Requirement: All of the entries need to be repeated exactly. Leave nothing out.

------ Information provided ------

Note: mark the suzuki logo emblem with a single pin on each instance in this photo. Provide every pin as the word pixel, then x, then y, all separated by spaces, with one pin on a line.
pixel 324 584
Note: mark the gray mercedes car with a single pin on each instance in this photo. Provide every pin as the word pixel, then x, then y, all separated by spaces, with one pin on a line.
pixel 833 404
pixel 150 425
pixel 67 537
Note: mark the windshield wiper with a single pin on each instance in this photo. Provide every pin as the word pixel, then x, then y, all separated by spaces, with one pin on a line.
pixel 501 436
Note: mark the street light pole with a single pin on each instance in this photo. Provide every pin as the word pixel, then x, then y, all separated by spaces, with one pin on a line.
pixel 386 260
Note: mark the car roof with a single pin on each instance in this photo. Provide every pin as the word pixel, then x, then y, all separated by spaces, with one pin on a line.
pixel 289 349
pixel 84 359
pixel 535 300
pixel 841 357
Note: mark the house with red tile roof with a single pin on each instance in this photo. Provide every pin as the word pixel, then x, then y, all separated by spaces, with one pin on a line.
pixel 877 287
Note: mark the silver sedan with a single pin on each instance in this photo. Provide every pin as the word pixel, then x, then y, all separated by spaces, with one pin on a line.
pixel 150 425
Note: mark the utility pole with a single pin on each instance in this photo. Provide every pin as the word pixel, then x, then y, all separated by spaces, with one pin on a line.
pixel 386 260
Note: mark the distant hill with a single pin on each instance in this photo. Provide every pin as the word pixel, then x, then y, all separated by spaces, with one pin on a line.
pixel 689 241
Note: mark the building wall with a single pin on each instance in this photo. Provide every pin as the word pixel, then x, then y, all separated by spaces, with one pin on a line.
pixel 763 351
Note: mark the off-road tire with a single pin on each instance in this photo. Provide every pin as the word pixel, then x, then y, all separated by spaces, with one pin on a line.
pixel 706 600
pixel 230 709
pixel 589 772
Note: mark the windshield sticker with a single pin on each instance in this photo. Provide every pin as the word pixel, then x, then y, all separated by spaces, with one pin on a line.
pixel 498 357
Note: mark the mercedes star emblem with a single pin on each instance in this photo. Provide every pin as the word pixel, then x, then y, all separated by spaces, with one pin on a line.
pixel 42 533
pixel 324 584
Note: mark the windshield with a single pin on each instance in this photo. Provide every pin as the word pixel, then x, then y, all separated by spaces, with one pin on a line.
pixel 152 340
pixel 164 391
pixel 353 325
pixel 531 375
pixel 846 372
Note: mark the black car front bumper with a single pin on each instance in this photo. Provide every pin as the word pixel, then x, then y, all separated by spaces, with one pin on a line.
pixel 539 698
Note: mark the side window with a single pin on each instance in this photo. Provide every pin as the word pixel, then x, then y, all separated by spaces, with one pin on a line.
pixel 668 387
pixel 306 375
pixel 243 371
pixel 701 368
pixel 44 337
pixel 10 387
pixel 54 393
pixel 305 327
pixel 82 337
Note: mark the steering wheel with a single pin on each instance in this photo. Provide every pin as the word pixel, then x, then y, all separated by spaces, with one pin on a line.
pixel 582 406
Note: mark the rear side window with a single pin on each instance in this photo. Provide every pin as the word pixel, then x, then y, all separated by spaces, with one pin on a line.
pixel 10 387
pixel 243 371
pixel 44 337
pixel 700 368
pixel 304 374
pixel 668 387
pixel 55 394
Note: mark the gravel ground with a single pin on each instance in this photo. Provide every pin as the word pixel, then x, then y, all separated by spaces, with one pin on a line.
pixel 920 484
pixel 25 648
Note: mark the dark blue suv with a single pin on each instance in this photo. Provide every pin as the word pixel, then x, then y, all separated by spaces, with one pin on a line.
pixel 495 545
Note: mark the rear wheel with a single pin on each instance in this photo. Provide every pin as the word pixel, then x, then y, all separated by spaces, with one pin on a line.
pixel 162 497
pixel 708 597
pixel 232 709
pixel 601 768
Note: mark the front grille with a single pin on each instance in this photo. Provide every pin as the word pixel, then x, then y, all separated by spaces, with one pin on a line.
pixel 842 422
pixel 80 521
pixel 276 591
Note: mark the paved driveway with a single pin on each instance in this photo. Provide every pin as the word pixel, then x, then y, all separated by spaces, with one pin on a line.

------

Problem solution:
Note: mark the suzuki logo emblem with a single pin on each instance in this photo. Provide every pin as the word pixel, then x, then y, all separated by spaces, with one pin on a line.
pixel 324 584
Note: mark the gray mercedes car with a single pin on each instance in this photo. Provide every pin as the word pixel, then x, then y, all separated by spaces, with one pin on a line.
pixel 833 404
pixel 150 425
pixel 67 537
Note: mark the windshield wiper with a single pin on each instance in this photo. Provide every pin as the word pixel, then x, then y, all separated by spaces, with one pin on a line.
pixel 501 436
Note: mark the street light pole with a single pin on each instance in this photo. Provide every pin as the word pixel, then x, then y, all separated by spaces, with one pin on a line.
pixel 386 260
Note: mark the car roof with a single pin on each instance in this photo. Provide every pin as the word pixel, then x, then y, all separated by spaces, with one pin on a line.
pixel 289 349
pixel 84 359
pixel 535 300
pixel 841 357
Note: mark the house with red tile roof with a single pin on each instance in this photo. Provide every pin as the word pixel, then x, then y, all separated by spaces, with one pin on a line.
pixel 877 287
Note: mark the silver sedan with a single pin on each instance in this photo. Provide every pin as the word pixel, then x, then y, all separated by spaces, with one pin on a line.
pixel 150 425
Note: mark the utility pole with a single pin on each instance in this photo. Provide every pin as the word pixel, then x, then y, all separated by spaces, with one pin on a line.
pixel 386 260
Note: mark the distant hill with a single pin on each instance in this photo. Provide every pin as the word pixel, then x, then y, all separated by spaces, with one pin on a line.
pixel 689 241
Note: mark the building wall with a single pin on each instance in this photo. Provide every pin as the word pixel, then x, then y, all separated by spaces, with one pin on a line.
pixel 763 351
Note: mark the off-road tire with a single pin on each instance in this photo. Provide every pin as the word pixel, then x, then y, all separated by spaces, with one pin on a line.
pixel 706 600
pixel 230 709
pixel 589 772
Note: mark the windshield sticker with a single pin on each instance in this photo. Provide every pin as the word pixel, then x, then y, all separated by spaces, with one pin on a line.
pixel 498 357
Note: mark the mercedes star emblem with a single pin on each instance in this photo. Provide every pin as the word pixel, then x, then y, all separated by spaces, with one pin on a line.
pixel 42 533
pixel 324 584
Note: mark the windshield with a single pin on each instance in this photo. Provide every pin as the word pixel, then x, then y, all separated by spaces, with one pin on a line.
pixel 152 340
pixel 164 391
pixel 353 325
pixel 531 375
pixel 846 372
Note: mark the black car front bumper with a single pin on each instance in this photo. Provide every pin as the word pixel, then x, then y, all separated by spaces, with one pin on a line.
pixel 539 698
Note: mark the side window with a single pin on each instance in this photo. Provide every pin as the word pixel, then x, then y, all separated by spaces, with one pin on a line.
pixel 668 387
pixel 306 375
pixel 243 371
pixel 701 368
pixel 44 337
pixel 10 387
pixel 54 393
pixel 305 327
pixel 82 337
Note: mark the steering wheel with a single pin on each instance in this photo. Provide every pin as the word pixel, then x, then y, all separated by spaces, with one pin on a line.
pixel 582 406
Note: mark the rear side window with a single pin on each instance in this photo. Provide every pin as the word pixel, then x, then y, all separated by spaces, with one pin on a line.
pixel 10 387
pixel 243 371
pixel 44 337
pixel 700 368
pixel 304 374
pixel 668 387
pixel 55 394
Note: mark the gravel ground with a single pin on each instance in this photo. Provide every pin as the word pixel, then x, then y, all separated by spaces, with one pin on a line.
pixel 920 484
pixel 25 648
Note: mark the dark blue suv with a single pin on each instance in this photo. Provide every pin as the word pixel, then x, then y, all separated by spaces, with one pin on a line.
pixel 495 545
Note: mark the rear wheel with a single pin on each instance in this photo. Provide every pin as the word pixel, then x, then y, all separated by spaces, with one pin on a line.
pixel 162 497
pixel 708 597
pixel 232 709
pixel 601 768
Note: mark the front grille with a single pin on each instance in this photo. Provide every pin as the word pixel, then x, then y, all separated by spaces, with one pin on a line.
pixel 842 422
pixel 80 521
pixel 276 591
Note: mark the paved driveway with a single pin on each instance in this photo. Provide every pin as the word pixel, then x, then y, all separated by spaces, with one pin on a line.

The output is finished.